# start of Data for processing

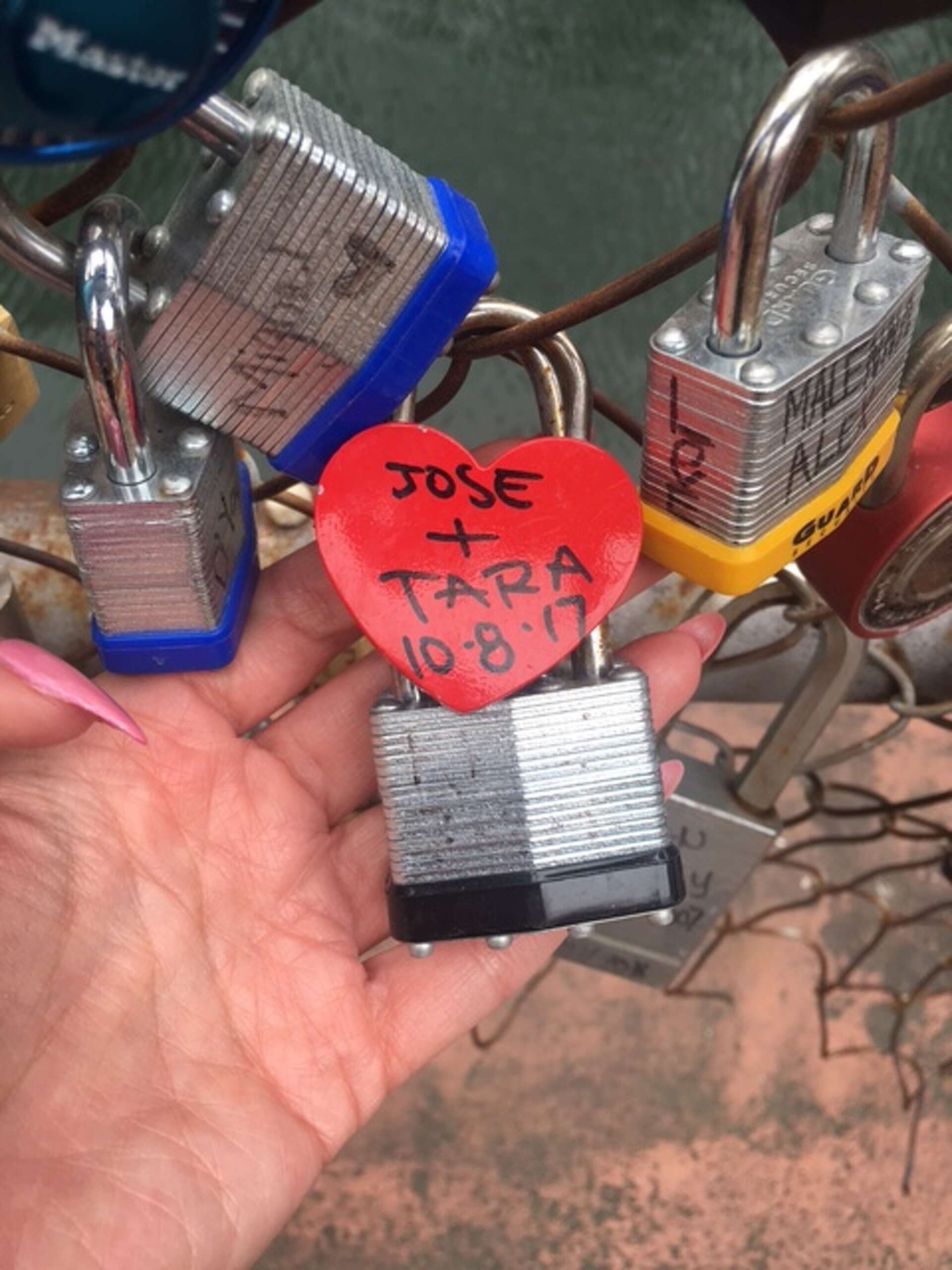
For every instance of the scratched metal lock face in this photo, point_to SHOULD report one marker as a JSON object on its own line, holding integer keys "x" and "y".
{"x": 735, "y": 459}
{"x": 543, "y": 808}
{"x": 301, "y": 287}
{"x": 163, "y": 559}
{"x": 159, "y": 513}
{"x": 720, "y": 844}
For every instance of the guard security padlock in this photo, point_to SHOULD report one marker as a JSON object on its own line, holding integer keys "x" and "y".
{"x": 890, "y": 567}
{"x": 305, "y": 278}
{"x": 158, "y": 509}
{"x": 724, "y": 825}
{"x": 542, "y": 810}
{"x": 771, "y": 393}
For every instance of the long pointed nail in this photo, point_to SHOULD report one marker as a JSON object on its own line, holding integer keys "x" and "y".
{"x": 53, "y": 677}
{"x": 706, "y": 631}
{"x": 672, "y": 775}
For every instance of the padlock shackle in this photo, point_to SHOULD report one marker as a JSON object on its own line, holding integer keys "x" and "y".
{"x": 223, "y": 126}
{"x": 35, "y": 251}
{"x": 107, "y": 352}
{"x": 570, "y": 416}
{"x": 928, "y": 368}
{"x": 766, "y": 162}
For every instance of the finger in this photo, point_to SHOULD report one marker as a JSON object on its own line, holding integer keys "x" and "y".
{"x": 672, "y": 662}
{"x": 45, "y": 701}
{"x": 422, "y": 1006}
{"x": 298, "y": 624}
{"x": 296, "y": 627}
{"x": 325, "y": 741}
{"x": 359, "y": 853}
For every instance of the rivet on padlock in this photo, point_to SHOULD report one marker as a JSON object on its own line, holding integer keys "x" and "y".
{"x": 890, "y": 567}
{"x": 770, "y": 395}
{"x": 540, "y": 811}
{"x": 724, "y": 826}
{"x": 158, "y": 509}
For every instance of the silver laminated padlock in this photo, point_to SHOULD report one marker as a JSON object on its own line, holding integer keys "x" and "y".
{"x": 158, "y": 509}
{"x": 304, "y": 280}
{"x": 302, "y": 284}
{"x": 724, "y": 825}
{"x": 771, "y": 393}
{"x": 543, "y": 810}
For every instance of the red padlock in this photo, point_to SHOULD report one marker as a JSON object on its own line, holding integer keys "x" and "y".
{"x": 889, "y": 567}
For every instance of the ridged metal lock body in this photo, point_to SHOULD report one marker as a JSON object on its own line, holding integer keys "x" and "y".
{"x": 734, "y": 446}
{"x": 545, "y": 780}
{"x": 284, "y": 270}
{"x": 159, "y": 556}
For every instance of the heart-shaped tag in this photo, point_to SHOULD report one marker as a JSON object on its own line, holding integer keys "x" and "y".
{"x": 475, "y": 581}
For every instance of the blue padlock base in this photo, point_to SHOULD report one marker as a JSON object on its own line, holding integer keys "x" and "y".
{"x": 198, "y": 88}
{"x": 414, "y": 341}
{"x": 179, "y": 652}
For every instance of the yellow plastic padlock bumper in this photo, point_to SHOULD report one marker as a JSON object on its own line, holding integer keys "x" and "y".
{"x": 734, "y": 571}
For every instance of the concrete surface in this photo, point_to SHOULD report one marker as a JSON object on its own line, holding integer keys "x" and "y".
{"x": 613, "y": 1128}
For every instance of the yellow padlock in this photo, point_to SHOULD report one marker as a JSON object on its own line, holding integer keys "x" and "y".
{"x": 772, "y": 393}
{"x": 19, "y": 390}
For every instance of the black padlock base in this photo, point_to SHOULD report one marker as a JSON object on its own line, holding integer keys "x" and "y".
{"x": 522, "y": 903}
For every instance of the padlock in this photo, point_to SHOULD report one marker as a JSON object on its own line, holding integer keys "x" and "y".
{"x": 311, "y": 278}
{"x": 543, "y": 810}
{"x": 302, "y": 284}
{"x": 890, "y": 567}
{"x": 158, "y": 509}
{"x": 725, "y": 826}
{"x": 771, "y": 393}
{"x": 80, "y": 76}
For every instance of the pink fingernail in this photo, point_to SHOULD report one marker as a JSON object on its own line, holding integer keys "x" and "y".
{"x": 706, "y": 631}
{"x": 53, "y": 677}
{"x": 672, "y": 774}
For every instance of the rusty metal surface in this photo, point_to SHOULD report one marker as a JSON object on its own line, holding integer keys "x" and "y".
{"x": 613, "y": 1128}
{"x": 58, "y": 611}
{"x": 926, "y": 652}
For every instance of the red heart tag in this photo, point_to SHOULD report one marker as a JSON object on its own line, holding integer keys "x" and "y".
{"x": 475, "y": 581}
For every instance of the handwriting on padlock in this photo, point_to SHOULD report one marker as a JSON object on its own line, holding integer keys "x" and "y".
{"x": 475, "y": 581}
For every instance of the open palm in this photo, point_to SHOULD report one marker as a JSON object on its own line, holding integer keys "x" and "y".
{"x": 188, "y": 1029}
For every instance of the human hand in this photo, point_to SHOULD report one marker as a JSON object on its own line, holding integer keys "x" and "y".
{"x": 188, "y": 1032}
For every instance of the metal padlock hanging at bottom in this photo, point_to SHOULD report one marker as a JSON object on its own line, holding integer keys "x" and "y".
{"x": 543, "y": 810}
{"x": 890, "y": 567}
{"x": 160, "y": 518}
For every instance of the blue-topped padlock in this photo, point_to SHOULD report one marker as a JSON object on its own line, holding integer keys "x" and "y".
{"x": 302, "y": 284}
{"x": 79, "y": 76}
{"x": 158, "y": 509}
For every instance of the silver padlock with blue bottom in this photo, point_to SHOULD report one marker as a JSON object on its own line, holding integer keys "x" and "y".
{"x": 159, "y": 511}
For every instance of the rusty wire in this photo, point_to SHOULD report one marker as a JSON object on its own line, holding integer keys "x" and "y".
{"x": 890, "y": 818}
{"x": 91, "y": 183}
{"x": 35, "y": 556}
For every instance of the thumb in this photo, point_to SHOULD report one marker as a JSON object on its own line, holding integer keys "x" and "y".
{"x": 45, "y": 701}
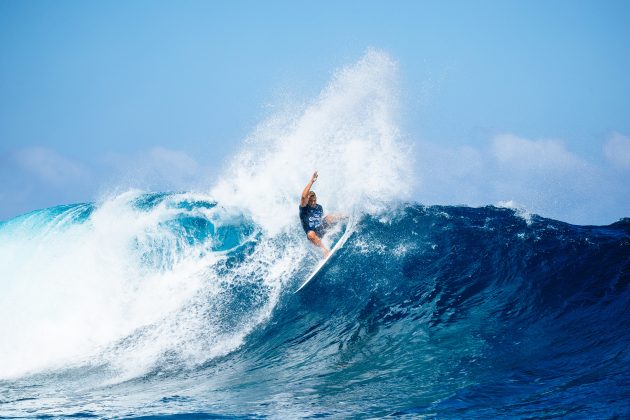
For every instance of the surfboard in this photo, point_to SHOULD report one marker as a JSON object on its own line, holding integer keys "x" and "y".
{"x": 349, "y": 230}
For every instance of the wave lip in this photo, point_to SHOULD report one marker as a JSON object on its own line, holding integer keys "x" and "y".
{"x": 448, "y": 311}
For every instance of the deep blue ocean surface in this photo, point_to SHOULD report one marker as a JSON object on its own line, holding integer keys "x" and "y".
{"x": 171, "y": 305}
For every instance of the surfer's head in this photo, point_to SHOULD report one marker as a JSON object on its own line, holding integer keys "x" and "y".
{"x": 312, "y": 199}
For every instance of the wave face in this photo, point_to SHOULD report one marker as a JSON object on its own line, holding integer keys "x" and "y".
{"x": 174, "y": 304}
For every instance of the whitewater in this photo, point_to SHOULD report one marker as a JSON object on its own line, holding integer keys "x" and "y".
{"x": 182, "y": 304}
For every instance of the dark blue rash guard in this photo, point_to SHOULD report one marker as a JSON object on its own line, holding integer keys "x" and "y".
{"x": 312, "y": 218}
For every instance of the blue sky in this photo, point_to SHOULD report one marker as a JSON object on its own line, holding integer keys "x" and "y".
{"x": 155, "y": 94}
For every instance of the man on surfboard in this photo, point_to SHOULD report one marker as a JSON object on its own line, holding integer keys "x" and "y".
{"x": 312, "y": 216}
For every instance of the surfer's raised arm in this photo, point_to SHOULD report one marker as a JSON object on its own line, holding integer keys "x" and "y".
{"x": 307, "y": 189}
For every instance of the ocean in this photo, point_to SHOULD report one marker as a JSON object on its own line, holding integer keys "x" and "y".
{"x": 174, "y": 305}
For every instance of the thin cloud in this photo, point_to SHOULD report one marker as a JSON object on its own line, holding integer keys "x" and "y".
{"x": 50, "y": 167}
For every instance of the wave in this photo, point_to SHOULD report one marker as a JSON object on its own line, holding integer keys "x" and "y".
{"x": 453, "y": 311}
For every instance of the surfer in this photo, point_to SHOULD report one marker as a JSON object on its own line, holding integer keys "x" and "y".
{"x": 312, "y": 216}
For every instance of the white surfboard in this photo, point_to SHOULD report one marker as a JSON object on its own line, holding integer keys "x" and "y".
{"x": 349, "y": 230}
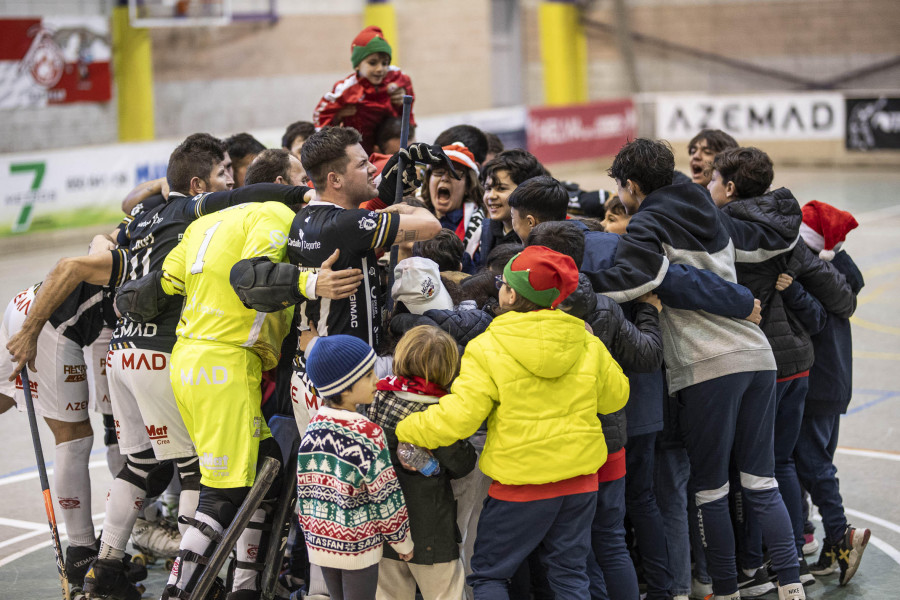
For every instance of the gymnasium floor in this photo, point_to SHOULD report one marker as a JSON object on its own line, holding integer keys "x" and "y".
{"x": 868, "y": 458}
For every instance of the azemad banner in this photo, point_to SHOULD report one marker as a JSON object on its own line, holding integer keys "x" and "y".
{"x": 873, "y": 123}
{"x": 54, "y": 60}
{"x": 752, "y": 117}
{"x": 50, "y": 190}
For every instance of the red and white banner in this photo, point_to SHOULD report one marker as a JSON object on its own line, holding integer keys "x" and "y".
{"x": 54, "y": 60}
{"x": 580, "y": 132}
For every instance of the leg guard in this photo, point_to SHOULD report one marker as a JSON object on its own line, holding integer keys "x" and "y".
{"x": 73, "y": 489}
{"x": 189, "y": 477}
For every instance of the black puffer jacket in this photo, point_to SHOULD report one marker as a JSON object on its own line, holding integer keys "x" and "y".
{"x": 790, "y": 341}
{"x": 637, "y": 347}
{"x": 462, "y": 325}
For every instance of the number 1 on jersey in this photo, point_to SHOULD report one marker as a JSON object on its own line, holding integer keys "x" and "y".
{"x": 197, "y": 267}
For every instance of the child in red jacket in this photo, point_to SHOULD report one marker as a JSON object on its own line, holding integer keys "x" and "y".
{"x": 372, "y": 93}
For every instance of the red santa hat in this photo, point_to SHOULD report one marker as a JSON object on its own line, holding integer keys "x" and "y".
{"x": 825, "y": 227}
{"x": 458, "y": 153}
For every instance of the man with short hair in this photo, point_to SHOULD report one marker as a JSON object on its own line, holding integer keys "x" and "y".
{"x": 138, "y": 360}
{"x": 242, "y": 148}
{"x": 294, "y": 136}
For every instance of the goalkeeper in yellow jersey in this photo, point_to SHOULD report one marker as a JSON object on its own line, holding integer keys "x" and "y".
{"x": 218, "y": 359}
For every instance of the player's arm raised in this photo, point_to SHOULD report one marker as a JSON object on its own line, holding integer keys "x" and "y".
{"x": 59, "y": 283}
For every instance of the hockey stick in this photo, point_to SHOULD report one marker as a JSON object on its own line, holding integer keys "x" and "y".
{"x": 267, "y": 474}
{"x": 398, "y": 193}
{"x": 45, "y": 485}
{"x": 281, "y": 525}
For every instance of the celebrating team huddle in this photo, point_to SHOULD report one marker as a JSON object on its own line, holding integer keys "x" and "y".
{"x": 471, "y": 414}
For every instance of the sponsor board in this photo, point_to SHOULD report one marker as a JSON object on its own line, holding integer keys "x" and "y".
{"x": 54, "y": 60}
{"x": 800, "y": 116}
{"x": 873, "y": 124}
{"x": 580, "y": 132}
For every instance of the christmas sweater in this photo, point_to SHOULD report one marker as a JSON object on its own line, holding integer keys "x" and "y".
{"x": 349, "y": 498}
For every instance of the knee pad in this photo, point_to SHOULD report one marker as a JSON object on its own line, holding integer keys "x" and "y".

# end of Data for processing

Task
Your task is to return, exactly and on their own, the lines from the one containing "For every instance of the celebrating" through the last line of the listing.

Final result
For every instance of the celebrating team huddle in this photo, point_to SHOULD report one marker as a JSON object on its own line, holding integer keys "x" and "y".
{"x": 471, "y": 414}
For every instance of the sponsor board in this photo, point_to SHOULD report one marker as a JSON object on its own line, holding integer keys "x" and "y".
{"x": 54, "y": 60}
{"x": 800, "y": 116}
{"x": 873, "y": 124}
{"x": 580, "y": 132}
For every instance of the christmas sweater in this photo, point_to SHOULD report one marker as a JSON object on its own line, holding integer keys "x" and "y".
{"x": 349, "y": 498}
For every instance of the knee pad in this photo, point_to SHOULD report one marker as a JSON object on its own line, holding integer keys "x" and "y".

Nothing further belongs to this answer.